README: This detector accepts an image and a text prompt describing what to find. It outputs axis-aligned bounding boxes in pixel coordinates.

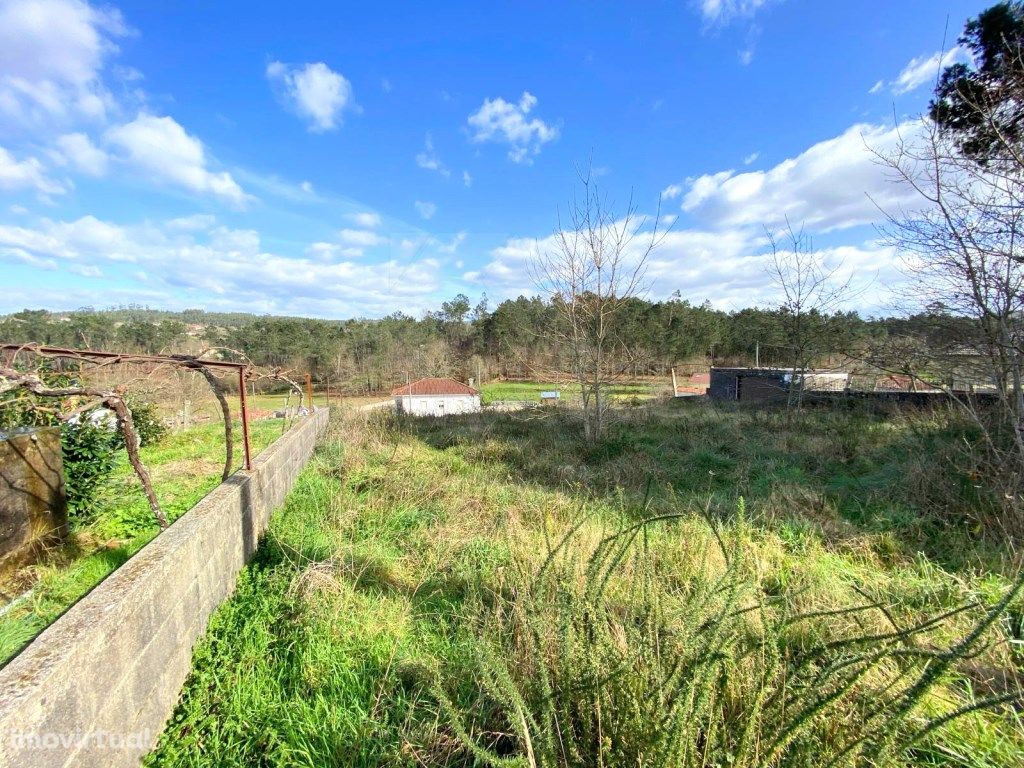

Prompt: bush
[427,507,1022,768]
[60,416,124,521]
[128,400,167,446]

Job
Reproduce the data above word for word, leaving out the pictures.

Result of the task
README: This detector accepts an image and a text prompt describing what to find. It outputs axis-aligned bounding boxes in pixel coordinates.


Prompt: bush
[427,507,1022,768]
[60,416,124,521]
[128,400,167,446]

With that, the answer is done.